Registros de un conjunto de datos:
%%

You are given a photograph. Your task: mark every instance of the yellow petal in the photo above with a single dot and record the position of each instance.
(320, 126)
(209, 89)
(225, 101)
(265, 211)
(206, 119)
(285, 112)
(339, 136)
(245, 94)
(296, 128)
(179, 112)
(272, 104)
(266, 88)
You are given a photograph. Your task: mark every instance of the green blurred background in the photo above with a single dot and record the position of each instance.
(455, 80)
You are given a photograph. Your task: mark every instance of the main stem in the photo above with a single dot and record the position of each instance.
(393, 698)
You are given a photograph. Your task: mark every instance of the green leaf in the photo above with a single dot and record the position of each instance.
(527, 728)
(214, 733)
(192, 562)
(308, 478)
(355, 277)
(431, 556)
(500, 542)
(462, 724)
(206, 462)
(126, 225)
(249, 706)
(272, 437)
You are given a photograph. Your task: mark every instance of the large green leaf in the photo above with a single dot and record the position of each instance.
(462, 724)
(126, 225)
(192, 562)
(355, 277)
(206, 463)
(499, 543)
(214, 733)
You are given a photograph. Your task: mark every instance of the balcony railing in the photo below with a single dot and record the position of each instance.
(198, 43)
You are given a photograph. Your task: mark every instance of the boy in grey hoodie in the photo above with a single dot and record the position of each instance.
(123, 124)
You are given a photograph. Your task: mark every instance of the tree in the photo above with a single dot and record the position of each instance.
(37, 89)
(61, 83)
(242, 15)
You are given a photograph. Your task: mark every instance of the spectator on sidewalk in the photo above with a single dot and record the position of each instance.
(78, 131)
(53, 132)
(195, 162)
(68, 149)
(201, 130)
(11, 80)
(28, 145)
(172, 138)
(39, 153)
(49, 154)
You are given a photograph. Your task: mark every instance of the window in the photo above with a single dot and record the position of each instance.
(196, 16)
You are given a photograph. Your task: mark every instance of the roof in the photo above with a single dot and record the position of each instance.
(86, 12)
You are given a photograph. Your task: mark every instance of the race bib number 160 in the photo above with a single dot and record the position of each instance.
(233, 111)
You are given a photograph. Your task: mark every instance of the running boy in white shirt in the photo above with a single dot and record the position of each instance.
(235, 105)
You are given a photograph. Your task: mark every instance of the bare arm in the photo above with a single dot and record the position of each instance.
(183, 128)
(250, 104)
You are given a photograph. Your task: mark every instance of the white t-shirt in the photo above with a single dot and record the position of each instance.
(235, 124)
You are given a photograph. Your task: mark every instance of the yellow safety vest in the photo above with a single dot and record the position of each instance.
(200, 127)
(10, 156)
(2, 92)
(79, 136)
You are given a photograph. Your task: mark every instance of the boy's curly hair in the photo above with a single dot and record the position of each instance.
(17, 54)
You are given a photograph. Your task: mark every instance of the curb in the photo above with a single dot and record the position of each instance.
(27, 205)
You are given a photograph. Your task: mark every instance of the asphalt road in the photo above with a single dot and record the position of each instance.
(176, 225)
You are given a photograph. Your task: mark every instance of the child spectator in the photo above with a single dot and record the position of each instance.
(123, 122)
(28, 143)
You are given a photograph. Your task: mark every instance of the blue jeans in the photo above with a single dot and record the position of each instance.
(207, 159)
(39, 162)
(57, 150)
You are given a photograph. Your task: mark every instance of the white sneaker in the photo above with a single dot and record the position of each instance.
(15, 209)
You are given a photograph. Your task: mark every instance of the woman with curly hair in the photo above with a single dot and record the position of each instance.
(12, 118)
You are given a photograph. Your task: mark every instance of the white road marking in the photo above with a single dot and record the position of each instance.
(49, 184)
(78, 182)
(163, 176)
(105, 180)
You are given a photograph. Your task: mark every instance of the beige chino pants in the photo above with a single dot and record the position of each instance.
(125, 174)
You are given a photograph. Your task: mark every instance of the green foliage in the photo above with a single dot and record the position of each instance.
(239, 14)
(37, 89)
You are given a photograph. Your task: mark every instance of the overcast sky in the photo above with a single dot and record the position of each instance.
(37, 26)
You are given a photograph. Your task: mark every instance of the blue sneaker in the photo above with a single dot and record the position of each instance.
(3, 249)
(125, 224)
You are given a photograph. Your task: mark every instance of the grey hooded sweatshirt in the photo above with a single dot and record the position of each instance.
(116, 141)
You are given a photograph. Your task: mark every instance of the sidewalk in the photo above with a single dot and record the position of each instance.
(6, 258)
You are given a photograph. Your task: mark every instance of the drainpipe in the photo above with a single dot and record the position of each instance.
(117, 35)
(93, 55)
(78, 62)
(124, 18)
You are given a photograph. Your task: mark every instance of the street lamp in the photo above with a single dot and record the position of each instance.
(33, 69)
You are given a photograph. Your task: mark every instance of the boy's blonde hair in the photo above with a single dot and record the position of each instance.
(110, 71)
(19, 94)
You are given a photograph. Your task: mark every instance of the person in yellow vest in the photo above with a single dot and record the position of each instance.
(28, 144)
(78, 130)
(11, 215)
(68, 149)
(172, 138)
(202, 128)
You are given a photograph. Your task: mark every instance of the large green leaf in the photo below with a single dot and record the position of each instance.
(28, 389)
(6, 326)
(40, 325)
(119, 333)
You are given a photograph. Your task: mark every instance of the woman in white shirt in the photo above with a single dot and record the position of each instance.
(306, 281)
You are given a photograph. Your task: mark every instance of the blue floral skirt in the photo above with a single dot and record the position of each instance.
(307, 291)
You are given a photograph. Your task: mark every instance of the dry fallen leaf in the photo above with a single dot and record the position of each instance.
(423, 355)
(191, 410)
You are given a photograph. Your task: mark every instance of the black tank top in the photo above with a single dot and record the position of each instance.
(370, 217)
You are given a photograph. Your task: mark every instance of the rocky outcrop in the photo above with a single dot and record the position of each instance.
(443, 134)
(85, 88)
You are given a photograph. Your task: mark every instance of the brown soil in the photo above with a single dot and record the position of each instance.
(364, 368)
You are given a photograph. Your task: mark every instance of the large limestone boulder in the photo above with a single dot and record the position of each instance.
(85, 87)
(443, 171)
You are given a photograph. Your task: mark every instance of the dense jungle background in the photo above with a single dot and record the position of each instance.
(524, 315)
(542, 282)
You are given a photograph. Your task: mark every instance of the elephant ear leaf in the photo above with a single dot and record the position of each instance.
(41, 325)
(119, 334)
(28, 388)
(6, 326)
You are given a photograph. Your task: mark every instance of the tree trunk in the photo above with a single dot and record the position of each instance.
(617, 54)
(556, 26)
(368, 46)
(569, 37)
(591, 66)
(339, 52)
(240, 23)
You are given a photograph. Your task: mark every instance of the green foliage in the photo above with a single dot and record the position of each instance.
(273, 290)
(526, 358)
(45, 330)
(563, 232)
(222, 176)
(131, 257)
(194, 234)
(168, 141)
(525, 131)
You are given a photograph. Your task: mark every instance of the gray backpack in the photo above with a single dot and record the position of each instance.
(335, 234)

%%

■ Instrucción
Reescale el tramo del listado que empieza en la línea que contiene "of the brown" y termina al final del listado, ambos extremos incluidos. Reprodúzcalo íntegro, línea por línea, multiplicando por 2 cada coordenada y redondeando a números enteros, con las mitades hacia arriba.

■ Respuesta
You are given a photograph. Your task: mark every instance of the brown soil in the photo above with a single dot and record the position of each instance.
(728, 736)
You are given a photograph. Your task: mark every instance of the large limestone boulder in the photo above with a single dot and record the position of each instance.
(170, 174)
(886, 342)
You are given a photograph. Your task: mark every instance of the dense jungle background in the photo above with a single dot and record the position of each instance.
(1048, 630)
(1084, 564)
You are given a photograph. Your task: mark every instance of the elephant ear leaf in the photo above with a single dot and record the position of each instance.
(82, 650)
(238, 668)
(56, 776)
(12, 652)
You are given a photograph. Your task: mark every instance of the tree trunk in the photo above with a single dot and record the position of each instance.
(1234, 108)
(1112, 52)
(736, 92)
(1138, 74)
(1182, 132)
(678, 104)
(480, 46)
You are given a photograph. Your task: mark every instance of the green foliage in the photo above with a single dot and record the position of each instance.
(546, 580)
(1052, 716)
(90, 660)
(1126, 464)
(444, 352)
(262, 514)
(388, 468)
(336, 282)
(1050, 262)
You are given a photograph. Your task: mark every instance of the gray backpack in the photo above with a single dot and record the position of each instance.
(670, 468)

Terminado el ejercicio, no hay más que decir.